> DATASET EXCERPTS:
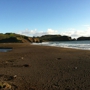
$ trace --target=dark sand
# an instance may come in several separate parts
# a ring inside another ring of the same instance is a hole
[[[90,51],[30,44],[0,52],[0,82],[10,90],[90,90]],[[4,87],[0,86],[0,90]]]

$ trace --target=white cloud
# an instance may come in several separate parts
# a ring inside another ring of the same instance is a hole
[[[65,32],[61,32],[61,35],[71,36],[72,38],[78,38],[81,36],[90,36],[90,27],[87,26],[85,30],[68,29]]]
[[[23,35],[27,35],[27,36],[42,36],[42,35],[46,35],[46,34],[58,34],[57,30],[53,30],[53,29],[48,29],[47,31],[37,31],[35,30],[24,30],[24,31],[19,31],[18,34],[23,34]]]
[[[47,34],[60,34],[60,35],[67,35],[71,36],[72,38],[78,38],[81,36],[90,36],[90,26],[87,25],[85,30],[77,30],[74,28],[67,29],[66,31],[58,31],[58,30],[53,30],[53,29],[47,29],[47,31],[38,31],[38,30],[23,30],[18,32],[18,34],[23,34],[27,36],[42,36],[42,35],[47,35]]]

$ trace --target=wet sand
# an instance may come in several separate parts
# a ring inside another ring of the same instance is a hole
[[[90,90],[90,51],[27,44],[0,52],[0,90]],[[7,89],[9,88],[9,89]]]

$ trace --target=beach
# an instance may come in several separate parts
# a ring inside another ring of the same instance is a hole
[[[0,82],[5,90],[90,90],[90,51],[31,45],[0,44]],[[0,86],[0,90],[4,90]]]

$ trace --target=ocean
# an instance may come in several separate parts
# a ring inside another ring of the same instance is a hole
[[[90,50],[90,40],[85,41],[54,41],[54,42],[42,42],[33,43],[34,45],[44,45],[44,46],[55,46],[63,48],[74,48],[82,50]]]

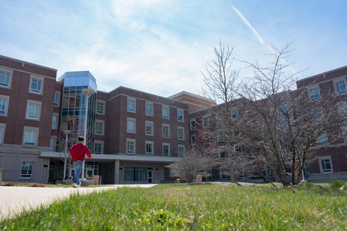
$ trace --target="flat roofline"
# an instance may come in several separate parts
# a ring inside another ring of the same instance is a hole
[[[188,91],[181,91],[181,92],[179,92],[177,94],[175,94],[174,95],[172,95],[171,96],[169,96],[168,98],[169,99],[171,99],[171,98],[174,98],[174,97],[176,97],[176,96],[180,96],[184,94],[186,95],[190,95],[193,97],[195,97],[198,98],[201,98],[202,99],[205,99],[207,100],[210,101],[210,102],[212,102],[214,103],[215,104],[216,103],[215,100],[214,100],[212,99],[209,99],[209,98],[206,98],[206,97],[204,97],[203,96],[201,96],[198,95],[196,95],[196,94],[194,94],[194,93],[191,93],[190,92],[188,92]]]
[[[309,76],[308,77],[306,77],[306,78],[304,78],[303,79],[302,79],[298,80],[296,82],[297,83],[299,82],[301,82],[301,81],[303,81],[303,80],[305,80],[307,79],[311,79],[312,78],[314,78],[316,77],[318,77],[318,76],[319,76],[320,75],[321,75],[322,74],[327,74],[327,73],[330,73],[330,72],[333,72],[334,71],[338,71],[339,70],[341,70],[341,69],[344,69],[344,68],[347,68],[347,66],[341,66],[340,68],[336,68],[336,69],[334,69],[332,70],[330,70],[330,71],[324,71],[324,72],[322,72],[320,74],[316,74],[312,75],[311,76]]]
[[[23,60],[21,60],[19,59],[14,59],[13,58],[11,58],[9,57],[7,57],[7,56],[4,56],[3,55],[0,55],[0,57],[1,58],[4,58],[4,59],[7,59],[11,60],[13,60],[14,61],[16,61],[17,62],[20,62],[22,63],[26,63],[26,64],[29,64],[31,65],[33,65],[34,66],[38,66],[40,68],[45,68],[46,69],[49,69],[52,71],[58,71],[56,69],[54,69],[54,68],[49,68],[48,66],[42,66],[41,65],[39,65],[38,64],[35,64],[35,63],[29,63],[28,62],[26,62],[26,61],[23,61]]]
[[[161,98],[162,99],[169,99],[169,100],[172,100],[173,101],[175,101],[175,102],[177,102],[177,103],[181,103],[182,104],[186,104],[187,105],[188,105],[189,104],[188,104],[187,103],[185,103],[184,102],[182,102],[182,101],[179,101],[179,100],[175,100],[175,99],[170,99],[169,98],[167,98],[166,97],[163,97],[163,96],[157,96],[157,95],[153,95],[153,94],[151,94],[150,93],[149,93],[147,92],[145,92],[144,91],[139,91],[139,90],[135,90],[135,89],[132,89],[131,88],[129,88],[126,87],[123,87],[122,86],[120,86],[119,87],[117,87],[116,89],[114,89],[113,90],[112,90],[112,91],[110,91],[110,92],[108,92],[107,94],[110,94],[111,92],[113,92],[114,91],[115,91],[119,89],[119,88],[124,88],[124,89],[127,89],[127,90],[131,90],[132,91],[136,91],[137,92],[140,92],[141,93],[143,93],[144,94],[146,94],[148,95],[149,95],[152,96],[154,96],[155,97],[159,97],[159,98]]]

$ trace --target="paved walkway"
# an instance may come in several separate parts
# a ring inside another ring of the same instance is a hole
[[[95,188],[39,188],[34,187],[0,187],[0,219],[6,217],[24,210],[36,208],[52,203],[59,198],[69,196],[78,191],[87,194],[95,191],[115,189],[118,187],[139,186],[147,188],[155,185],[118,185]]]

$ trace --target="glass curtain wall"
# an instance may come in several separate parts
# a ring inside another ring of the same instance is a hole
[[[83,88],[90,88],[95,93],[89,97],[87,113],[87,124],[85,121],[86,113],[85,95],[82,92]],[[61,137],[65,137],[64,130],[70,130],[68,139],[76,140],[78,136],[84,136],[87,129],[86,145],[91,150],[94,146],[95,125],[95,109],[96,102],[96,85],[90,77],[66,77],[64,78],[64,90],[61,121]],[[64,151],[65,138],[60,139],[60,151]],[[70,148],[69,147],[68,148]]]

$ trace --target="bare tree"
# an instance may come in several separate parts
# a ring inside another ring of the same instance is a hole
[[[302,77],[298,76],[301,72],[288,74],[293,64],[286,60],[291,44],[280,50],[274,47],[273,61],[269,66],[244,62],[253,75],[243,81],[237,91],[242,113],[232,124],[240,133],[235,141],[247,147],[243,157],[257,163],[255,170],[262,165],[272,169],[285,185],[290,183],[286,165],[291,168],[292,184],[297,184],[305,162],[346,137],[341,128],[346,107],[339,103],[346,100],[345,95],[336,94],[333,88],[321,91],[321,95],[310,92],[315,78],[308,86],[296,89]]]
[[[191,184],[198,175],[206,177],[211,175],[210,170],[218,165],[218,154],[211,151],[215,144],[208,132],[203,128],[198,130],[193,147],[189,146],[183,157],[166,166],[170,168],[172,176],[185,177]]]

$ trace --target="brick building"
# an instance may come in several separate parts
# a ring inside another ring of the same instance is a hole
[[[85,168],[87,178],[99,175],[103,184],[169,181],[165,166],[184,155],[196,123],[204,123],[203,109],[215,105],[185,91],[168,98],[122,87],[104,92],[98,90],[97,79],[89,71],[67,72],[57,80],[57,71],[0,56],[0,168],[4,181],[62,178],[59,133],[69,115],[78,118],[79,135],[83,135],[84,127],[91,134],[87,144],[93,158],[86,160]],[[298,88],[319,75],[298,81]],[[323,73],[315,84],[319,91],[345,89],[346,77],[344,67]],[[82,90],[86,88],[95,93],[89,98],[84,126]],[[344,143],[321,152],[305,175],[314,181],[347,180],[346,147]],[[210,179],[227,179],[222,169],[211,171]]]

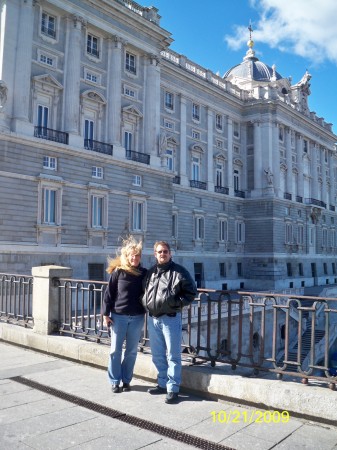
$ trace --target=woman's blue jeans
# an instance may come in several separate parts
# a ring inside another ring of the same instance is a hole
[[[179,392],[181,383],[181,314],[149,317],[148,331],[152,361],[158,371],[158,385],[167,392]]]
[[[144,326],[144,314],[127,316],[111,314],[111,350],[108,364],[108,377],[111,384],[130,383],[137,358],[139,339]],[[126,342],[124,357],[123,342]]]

> WHAT THE TASK ASKS: Reproduce the full listing faithfully, but do not carry over any pictures.

> FULL ANSWER:
$ trace --target=dark sand
# an instance may come in several separate parts
# a ring inside another ring of the same instance is a hole
[[[90,51],[30,44],[0,52],[0,82],[10,90],[90,90]],[[4,87],[0,86],[0,90]]]

$ trace --target=white cloud
# an instance may come in several separate parts
# a ring inside another ring of the same instance is a hole
[[[65,32],[61,32],[61,35],[71,36],[72,38],[78,38],[81,36],[90,36],[90,27],[87,26],[85,30],[68,29]]]
[[[23,35],[27,35],[27,36],[42,36],[42,35],[46,35],[46,34],[58,34],[57,30],[53,30],[53,29],[48,29],[47,31],[37,31],[35,30],[24,30],[24,31],[19,31],[18,34],[23,34]]]
[[[47,34],[60,34],[60,35],[67,35],[71,36],[72,38],[78,38],[81,36],[90,36],[90,26],[87,25],[85,30],[77,30],[74,28],[67,29],[66,31],[58,31],[58,30],[53,30],[53,29],[47,29],[47,31],[38,31],[38,30],[23,30],[18,32],[18,34],[23,34],[27,36],[42,36],[42,35],[47,35]]]

$ trace --target=wet sand
# an instance may come in several separate parts
# a ring inside another ring of the same instance is a hole
[[[90,90],[90,51],[27,44],[0,52],[0,90]],[[7,89],[9,88],[9,89]]]

$ trace --target=beach
# an instance may come in several separate parts
# a ring inside another ring of the same instance is a hole
[[[0,82],[5,90],[90,90],[90,51],[31,45],[0,44]],[[0,86],[0,90],[4,90]]]

$ trace --target=ocean
# an instance may come in several separate parts
# a ring inside another ring of the same instance is a hole
[[[90,50],[90,40],[85,41],[54,41],[54,42],[42,42],[33,43],[34,45],[44,45],[44,46],[55,46],[63,48],[74,48],[82,50]]]

$ trace --target="flat roofline"
# an instance may come in several separate parts
# a ring inside another ring of the same instance is a hole
[[[188,91],[181,91],[181,92],[179,92],[177,94],[175,94],[174,95],[172,95],[171,96],[169,96],[168,98],[169,99],[171,99],[171,98],[174,98],[174,97],[176,97],[176,96],[180,96],[184,94],[186,95],[190,95],[193,97],[195,97],[198,98],[201,98],[202,99],[205,99],[207,100],[210,101],[210,102],[212,102],[214,103],[215,104],[216,103],[215,100],[214,100],[212,99],[209,99],[209,98],[206,98],[206,97],[204,97],[203,96],[201,96],[198,95],[196,95],[196,94],[194,94],[194,93],[191,93],[190,92],[188,92]]]
[[[309,76],[308,77],[306,77],[306,78],[304,78],[303,79],[302,79],[298,80],[296,82],[297,83],[299,82],[301,82],[301,81],[303,81],[303,80],[305,80],[307,79],[311,79],[312,78],[314,78],[316,77],[318,77],[318,76],[319,76],[320,75],[321,75],[322,74],[327,74],[327,73],[330,73],[330,72],[333,72],[334,71],[338,71],[339,70],[341,70],[341,69],[344,69],[344,68],[347,68],[347,66],[341,66],[340,68],[336,68],[336,69],[334,69],[332,70],[330,70],[330,71],[324,71],[324,72],[322,72],[320,74],[316,74],[312,75],[311,76]]]
[[[23,60],[21,60],[19,59],[14,59],[13,58],[11,58],[9,57],[7,57],[7,56],[4,56],[3,55],[0,55],[0,57],[1,58],[4,58],[4,59],[7,59],[11,60],[13,60],[14,61],[16,61],[17,62],[20,62],[22,63],[26,63],[26,64],[29,64],[31,65],[33,65],[34,66],[38,66],[40,68],[45,68],[46,69],[49,69],[52,71],[58,71],[56,69],[54,69],[54,68],[49,68],[48,66],[42,66],[41,65],[39,65],[38,64],[35,64],[35,63],[29,63],[28,62],[26,62],[26,61],[23,61]]]
[[[161,98],[162,99],[169,99],[169,100],[172,100],[173,101],[175,101],[175,102],[177,102],[177,103],[181,103],[182,104],[186,104],[187,105],[188,105],[189,104],[188,104],[187,103],[185,103],[184,102],[182,102],[182,101],[179,101],[179,100],[175,100],[175,99],[170,99],[169,98],[167,98],[166,97],[163,97],[163,96],[157,96],[157,95],[153,95],[153,94],[151,94],[150,93],[149,93],[147,92],[145,92],[144,91],[139,91],[139,90],[135,90],[135,89],[132,89],[131,88],[129,88],[126,87],[123,87],[122,86],[120,86],[119,87],[117,87],[116,89],[114,89],[113,90],[112,90],[112,91],[110,91],[110,92],[108,92],[107,94],[110,94],[111,92],[113,92],[114,91],[115,91],[119,89],[119,88],[124,88],[124,89],[127,89],[127,90],[131,90],[132,91],[136,91],[137,92],[140,92],[141,93],[143,93],[144,94],[146,94],[148,95],[149,95],[152,96],[154,96],[155,97],[159,97],[159,98]]]

$ trace --target="paved walkway"
# an instance may come in several separate parts
# a ring inside another ring of the same instance is a hole
[[[95,188],[39,188],[34,187],[0,187],[0,219],[6,217],[24,210],[36,208],[52,203],[59,198],[69,196],[78,191],[87,194],[95,191],[115,189],[118,187],[139,186],[147,188],[155,185],[118,185]]]

$ trace --target="glass curtain wall"
# an instance may come in several separate parts
# a ring inside another ring of the same instance is a hole
[[[83,88],[90,88],[95,93],[89,97],[87,113],[87,124],[85,121],[86,113],[85,95],[82,92]],[[61,137],[65,137],[64,130],[70,130],[68,139],[76,140],[78,136],[84,136],[87,129],[86,145],[91,150],[94,146],[95,125],[95,109],[96,102],[96,85],[90,77],[66,77],[64,78],[64,90],[61,121]],[[64,151],[65,138],[60,139],[60,151]],[[70,148],[69,147],[68,148]]]

$ trace --target="bare tree"
# an instance may come in several separate parts
# a ring inside another ring of the same instance is a hole
[[[302,77],[298,76],[301,72],[288,74],[293,64],[286,60],[291,44],[280,50],[274,47],[273,61],[269,66],[244,62],[253,75],[243,81],[237,91],[242,113],[232,124],[240,133],[235,141],[247,147],[243,157],[257,163],[255,170],[262,165],[272,169],[285,185],[290,183],[286,165],[291,168],[292,184],[297,184],[305,162],[346,137],[341,128],[346,107],[339,103],[346,100],[345,95],[336,94],[333,88],[321,91],[321,95],[310,92],[315,78],[308,86],[296,89]]]
[[[191,184],[198,175],[206,177],[211,175],[210,170],[218,165],[218,154],[211,151],[215,144],[208,132],[203,128],[198,130],[193,147],[189,146],[183,157],[166,166],[170,168],[172,176],[185,177]]]

$ trace --target="brick building"
# an instance may come in several separate parts
# a ring inside another ring of the same instance is a hole
[[[85,168],[87,178],[99,175],[103,184],[169,181],[165,166],[184,155],[196,123],[204,123],[203,109],[215,105],[185,91],[168,98],[122,87],[104,92],[98,90],[97,79],[89,71],[67,72],[57,80],[57,71],[0,56],[0,168],[4,181],[62,178],[59,133],[69,115],[78,118],[79,135],[83,135],[84,127],[91,134],[87,144],[93,158],[86,160]],[[298,88],[319,75],[298,81]],[[323,73],[315,84],[319,91],[345,89],[346,77],[344,67]],[[82,90],[86,88],[95,93],[89,98],[84,126]],[[344,143],[321,152],[305,175],[314,181],[347,180],[346,147]],[[210,179],[227,179],[222,169],[211,171]]]

$ trace --target=woman's blue jeans
# an instance may come in several separate parts
# a ring inside another ring of the same instance is a hole
[[[179,392],[181,383],[181,314],[149,317],[148,331],[152,361],[158,371],[158,385],[167,392]]]
[[[144,326],[144,314],[127,316],[111,314],[111,350],[108,364],[108,377],[111,384],[130,383],[137,358],[139,339]],[[126,342],[124,357],[123,342]]]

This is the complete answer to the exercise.